VORLIEGENDER TEXT
※ ※ ※

Bei der Sozialversicherung Aargau sind die geäusserten Vorwürfe bekannt. Sprecherin Linda Keller erklärt die schlechten Bewertungen mit dem «aktiven Veränderungsprozess» des Unternehmens. «Bei der SVA Aargau hat sich im vergangenen Jahr einiges bewegt», sagt Keller. Arbeitsinhalte hätten sich verändert, Abläufe seien verbessert sowie teilweise automatiZ siert und digitalisiert worden. Veränderungen führten manchmal auch zur Verunsicherung. Keller: «In der Folge haben einige (oft ehemalige) Mitarbeitende Kununu auf ihre Weise genutzt, um ihren Ärger und ihren Unmut auszudrücken.» Die Plattform könne ein «Ventil für frustrierte Mitarbeitende» sein.

※ ※ ※

AUFGABEN
**A.** Stimmen diese Aussagen mit dem Text über die SVA Aargau überein? Antworte jeweils mit Ja oder Nein und zitiere die entscheidenden Worte des Textes: (i) Der SVA Aargau sind die geäusserten Vorwürfe nicht bekannt. (ii) Linda Keller erklärt die schlechten Bewertungen mit einem Veränderungsprozess des Unternehmens. (iii) Laut Keller haben sämtliche Mitarbeitenden Kununu genutzt, um ihren Ärger auszudrücken.
**B.** Führe den Text über die SVA Aargau nach seinem letzten Satz weiter.

(Gespeicherte Einträge)
※ ※ ※

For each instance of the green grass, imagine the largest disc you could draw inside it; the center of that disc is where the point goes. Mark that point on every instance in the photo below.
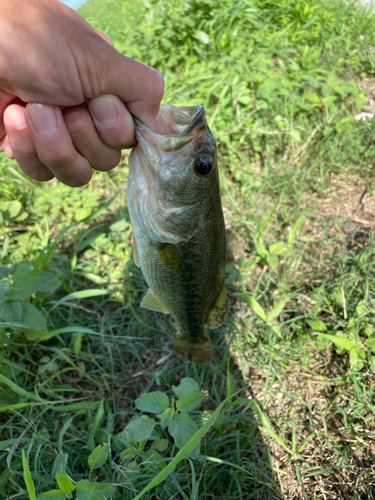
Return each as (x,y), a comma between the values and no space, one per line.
(280,84)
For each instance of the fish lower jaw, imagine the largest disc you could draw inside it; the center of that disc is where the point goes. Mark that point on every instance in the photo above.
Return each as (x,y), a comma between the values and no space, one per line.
(198,352)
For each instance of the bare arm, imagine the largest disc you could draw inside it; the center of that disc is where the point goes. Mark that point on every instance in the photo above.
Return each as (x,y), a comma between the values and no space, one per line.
(66,94)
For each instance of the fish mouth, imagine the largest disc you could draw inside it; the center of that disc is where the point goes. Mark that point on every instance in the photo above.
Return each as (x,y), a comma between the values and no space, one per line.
(174,127)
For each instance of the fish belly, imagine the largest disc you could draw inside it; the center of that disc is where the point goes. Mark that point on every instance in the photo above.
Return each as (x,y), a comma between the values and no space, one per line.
(187,278)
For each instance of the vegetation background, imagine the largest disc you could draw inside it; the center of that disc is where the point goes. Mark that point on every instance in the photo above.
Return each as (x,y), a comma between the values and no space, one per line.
(281,82)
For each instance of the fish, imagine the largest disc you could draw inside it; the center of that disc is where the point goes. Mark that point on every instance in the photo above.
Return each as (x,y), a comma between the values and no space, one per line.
(179,240)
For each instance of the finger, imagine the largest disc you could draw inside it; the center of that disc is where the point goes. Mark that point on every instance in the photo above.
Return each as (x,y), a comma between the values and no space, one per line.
(86,139)
(5,146)
(113,121)
(54,145)
(104,36)
(5,100)
(7,149)
(139,86)
(21,146)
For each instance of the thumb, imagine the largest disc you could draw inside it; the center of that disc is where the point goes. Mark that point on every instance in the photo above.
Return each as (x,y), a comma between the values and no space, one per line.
(139,86)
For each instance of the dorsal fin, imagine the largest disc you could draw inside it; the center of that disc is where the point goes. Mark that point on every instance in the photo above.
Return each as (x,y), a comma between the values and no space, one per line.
(135,252)
(150,301)
(217,314)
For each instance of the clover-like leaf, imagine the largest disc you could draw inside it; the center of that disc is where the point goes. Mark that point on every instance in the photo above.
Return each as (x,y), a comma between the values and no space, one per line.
(182,429)
(190,401)
(153,402)
(94,491)
(98,457)
(186,385)
(138,429)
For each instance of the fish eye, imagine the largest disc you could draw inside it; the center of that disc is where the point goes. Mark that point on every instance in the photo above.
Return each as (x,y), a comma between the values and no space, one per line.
(203,165)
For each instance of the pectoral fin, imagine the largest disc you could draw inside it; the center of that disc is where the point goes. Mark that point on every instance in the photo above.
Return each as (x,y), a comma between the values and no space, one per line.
(135,252)
(150,301)
(217,314)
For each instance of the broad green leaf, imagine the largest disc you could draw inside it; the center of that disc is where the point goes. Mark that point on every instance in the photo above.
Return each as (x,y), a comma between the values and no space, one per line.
(33,282)
(189,446)
(295,135)
(277,248)
(260,247)
(83,294)
(370,343)
(77,343)
(11,311)
(7,396)
(317,325)
(362,308)
(186,385)
(295,228)
(59,465)
(155,461)
(94,491)
(65,483)
(98,457)
(139,429)
(202,37)
(356,356)
(182,429)
(16,388)
(21,270)
(277,310)
(56,494)
(4,289)
(32,317)
(153,402)
(255,306)
(160,445)
(27,477)
(341,334)
(339,341)
(263,419)
(166,417)
(98,418)
(10,209)
(190,401)
(5,270)
(272,260)
(36,335)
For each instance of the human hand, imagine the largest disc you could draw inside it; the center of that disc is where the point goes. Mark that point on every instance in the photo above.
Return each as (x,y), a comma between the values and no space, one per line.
(66,94)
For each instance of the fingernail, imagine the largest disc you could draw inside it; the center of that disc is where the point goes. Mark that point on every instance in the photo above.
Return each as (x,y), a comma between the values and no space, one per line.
(17,117)
(104,110)
(44,119)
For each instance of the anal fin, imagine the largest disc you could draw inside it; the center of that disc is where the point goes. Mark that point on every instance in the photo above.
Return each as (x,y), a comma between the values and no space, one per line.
(217,314)
(135,252)
(150,301)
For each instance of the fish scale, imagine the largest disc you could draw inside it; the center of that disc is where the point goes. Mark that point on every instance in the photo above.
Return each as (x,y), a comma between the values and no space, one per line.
(179,233)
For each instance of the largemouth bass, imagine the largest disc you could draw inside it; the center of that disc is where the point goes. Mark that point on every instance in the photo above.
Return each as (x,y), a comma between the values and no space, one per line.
(178,225)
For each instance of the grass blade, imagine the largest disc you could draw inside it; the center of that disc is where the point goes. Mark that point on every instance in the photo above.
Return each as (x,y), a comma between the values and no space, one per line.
(27,477)
(189,446)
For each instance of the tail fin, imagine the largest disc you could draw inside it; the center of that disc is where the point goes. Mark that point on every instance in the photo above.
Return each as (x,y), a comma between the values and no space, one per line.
(198,352)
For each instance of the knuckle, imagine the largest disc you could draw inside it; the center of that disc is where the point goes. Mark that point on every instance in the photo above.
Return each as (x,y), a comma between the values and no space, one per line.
(158,85)
(109,162)
(77,121)
(37,171)
(57,159)
(26,154)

※ ※ ※

LÖSUNGEN
**A.**
(i) Nein: „Bei der Sozialversicherung Aargau sind die geäusserten Vorwürfe bekannt.“
(ii) Ja: „Sprecherin Linda Keller erklärt die schlechten Bewertungen mit dem «aktiven Veränderungsprozess» des Unternehmens.“
(iii) Nein: „einige (oft ehemalige) Mitarbeitende“

**B.**
Die Kommentare sind für alle öffentlich. Wer sich für eine Stelle interessiert, kann sich über den Arbeitgeber informieren. Das Profil der SVA beispielsweise ist bereits über 10000-mal aufgerufen worden. In Bewerbungsgesprächen sei die Kritik auch schon zum Thema geworden, sagt Keller. Zu Absagen von Bewerbern habe dies aber bislang nicht geführt. «Ob es Personen gibt, die sich aufgrund der Kommentare gar nicht erst bewerben, können wir nicht beurteilen.» In einem Punkt übt SVA-Sprecherin Keller selbst Kritik an der Bewertungsplattform: «Die Anonymität senkt die Hemmschwelle für frustrierte Kommentare und erschwert den Dialog.»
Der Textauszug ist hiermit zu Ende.